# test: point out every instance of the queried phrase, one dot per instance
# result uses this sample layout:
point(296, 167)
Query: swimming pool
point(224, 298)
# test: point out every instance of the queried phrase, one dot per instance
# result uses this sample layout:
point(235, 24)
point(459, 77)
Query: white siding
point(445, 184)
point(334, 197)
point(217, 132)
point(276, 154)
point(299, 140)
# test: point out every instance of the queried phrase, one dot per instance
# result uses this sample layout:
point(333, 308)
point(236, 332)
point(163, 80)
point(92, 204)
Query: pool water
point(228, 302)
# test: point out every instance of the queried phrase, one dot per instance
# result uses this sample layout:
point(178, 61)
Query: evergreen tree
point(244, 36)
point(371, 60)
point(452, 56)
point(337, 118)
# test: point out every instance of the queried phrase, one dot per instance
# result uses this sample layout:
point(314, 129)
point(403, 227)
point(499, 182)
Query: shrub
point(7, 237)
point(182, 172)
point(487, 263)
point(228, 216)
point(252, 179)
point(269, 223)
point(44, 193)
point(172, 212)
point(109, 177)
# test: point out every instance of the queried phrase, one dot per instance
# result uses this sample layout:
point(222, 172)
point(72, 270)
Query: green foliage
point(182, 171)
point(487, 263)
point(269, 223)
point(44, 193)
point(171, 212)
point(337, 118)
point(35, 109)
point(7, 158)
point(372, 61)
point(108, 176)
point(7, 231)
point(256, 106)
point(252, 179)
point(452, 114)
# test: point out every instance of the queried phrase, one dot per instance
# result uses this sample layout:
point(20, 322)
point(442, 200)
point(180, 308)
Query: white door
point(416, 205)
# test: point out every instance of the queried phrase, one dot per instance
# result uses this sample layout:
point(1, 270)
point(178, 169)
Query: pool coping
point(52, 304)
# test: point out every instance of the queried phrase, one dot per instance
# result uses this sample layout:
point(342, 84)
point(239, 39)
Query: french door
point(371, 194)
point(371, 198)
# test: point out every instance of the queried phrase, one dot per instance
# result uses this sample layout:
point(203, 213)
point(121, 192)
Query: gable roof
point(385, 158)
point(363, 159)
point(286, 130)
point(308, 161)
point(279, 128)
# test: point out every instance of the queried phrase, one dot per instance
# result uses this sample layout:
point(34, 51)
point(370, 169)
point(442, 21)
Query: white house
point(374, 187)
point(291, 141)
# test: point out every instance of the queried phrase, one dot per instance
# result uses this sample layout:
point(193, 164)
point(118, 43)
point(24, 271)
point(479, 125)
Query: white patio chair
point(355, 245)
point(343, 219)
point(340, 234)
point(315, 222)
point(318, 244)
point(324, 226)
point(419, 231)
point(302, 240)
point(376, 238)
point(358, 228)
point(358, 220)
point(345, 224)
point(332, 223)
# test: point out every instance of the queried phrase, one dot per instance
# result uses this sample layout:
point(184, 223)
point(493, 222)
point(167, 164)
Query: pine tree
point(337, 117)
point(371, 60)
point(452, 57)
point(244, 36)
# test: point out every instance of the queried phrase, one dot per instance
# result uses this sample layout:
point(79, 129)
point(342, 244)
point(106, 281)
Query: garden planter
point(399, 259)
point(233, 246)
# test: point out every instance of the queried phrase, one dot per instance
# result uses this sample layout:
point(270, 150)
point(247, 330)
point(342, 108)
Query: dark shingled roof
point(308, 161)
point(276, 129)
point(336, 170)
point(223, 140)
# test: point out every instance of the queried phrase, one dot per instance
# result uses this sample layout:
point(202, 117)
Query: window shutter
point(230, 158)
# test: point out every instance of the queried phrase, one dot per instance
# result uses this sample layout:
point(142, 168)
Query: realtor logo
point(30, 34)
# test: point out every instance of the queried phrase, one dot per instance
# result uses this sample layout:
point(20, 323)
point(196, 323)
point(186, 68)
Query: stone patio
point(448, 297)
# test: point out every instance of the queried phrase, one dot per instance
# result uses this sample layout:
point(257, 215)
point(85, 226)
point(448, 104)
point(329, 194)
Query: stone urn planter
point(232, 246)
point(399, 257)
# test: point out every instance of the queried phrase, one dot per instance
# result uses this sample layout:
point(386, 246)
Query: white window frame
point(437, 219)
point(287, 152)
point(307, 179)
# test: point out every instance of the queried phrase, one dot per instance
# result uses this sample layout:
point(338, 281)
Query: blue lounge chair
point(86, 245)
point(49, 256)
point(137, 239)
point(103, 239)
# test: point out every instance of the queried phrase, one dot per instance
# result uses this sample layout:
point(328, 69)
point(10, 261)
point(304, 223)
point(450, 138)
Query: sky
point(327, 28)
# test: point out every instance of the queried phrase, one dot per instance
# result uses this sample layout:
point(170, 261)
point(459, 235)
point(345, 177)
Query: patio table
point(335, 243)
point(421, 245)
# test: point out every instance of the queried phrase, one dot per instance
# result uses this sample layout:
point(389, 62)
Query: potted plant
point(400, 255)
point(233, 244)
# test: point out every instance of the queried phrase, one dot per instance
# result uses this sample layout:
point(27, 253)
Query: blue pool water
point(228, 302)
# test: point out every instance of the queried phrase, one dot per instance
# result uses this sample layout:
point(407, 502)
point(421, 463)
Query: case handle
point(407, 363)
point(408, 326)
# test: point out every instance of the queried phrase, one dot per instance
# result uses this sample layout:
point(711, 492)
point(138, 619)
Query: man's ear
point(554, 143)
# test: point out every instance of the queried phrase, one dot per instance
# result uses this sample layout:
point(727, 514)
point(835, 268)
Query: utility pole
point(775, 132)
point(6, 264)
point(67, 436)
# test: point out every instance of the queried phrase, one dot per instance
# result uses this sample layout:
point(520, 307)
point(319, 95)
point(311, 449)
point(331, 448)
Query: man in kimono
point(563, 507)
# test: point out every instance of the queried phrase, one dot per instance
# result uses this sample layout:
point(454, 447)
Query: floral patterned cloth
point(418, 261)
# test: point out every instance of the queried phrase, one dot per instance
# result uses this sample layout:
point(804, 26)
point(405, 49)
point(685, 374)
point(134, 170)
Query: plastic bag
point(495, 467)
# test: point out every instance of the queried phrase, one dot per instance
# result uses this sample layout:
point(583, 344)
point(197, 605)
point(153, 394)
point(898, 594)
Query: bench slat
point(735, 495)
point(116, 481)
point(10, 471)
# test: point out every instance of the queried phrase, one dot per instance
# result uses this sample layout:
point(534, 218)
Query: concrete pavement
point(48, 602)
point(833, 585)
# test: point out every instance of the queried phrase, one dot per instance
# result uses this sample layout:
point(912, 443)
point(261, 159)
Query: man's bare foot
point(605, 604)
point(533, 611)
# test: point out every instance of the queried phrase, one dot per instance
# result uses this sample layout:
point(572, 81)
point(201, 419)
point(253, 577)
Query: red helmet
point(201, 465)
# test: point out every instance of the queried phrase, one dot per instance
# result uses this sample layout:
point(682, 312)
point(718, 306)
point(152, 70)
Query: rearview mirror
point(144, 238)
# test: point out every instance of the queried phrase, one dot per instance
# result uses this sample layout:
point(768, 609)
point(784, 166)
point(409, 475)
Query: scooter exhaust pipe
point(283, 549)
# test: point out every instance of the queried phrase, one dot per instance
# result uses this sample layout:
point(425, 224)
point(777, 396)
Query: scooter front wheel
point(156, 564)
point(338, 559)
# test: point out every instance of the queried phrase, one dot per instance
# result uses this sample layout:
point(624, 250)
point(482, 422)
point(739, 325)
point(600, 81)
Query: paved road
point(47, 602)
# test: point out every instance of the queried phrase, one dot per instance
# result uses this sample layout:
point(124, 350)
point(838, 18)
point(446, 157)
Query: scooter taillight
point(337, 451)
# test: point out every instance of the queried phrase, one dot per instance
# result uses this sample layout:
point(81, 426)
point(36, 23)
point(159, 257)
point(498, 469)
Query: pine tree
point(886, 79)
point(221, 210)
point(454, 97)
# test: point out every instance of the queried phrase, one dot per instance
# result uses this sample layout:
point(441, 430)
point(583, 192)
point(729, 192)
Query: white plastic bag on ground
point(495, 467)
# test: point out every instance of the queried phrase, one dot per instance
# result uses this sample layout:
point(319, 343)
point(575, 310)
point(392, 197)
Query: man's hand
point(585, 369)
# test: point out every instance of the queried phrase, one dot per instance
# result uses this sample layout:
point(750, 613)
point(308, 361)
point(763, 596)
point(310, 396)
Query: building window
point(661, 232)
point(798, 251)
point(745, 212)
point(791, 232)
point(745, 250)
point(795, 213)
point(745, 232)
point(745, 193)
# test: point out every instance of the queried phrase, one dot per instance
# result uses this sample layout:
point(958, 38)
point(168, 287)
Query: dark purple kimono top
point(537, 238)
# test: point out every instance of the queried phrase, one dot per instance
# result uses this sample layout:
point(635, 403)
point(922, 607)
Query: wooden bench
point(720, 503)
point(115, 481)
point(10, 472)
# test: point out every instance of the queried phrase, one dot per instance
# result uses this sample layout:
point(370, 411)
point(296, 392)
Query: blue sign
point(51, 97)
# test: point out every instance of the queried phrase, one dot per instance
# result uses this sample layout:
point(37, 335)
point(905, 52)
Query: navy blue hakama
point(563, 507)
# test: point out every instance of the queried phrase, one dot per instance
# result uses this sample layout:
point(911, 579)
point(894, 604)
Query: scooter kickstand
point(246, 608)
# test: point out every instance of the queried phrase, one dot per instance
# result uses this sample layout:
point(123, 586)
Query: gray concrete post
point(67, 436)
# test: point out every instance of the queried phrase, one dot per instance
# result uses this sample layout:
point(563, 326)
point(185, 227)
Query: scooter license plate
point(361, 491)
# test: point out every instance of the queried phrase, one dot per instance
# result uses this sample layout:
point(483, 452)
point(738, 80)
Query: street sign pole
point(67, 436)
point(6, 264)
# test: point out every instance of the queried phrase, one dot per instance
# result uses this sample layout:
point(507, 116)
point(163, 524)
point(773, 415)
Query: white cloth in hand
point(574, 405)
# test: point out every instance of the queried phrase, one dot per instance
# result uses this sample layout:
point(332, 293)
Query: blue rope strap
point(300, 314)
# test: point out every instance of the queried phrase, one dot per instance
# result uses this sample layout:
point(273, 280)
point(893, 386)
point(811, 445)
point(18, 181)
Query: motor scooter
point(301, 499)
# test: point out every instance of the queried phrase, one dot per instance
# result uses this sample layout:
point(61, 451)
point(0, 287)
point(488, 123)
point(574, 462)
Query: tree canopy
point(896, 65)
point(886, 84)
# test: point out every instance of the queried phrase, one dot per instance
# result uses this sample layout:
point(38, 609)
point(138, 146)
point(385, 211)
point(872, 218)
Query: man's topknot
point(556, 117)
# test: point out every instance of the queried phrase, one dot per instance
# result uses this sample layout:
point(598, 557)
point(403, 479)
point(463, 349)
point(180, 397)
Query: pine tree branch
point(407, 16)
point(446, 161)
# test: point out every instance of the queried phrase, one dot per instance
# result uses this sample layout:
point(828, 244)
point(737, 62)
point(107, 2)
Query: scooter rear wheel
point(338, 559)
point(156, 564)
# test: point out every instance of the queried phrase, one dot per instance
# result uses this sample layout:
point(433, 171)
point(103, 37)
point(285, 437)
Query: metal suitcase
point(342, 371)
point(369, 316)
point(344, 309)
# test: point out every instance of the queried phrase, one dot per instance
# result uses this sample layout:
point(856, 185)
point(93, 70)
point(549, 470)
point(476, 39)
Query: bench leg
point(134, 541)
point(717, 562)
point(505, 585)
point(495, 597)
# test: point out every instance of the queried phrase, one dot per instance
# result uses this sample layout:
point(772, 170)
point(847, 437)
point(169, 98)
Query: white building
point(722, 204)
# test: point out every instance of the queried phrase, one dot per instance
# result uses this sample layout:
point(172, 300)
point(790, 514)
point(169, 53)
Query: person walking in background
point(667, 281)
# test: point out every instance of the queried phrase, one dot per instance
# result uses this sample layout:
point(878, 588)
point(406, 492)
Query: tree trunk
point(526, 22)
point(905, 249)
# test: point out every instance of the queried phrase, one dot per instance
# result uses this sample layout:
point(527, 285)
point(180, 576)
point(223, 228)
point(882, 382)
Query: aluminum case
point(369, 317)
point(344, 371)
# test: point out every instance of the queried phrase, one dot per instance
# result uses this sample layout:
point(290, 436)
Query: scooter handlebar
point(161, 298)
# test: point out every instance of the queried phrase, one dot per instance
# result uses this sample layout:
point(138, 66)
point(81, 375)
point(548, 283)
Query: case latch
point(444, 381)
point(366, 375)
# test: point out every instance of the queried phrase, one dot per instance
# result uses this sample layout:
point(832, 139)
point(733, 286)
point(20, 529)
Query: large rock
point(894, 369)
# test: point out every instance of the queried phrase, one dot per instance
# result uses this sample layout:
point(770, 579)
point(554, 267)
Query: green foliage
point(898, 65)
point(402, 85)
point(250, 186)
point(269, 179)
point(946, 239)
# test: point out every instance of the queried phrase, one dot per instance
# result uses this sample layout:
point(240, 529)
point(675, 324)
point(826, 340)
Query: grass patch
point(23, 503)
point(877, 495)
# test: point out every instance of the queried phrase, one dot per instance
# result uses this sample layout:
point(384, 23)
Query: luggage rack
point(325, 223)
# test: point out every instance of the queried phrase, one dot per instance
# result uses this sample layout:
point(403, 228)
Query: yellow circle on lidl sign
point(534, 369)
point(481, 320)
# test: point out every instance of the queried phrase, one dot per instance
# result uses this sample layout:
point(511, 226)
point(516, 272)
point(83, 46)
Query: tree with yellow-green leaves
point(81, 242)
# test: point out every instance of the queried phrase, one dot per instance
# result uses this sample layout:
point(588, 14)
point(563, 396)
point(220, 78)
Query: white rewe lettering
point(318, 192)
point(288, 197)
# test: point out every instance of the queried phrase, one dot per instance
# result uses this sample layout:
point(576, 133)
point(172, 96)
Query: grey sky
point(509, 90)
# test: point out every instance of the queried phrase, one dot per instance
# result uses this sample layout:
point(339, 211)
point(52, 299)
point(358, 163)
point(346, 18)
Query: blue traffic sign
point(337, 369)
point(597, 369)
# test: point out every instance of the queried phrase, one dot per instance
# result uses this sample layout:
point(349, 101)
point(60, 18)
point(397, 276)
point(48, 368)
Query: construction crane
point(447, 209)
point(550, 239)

> **EXERCISE AIM**:
Extract every line of the records that contains the word "bench".

> **OUTPUT FOR THIS EXERCISE**:
Query: bench slat
Query: wooden bench
Query: bench leg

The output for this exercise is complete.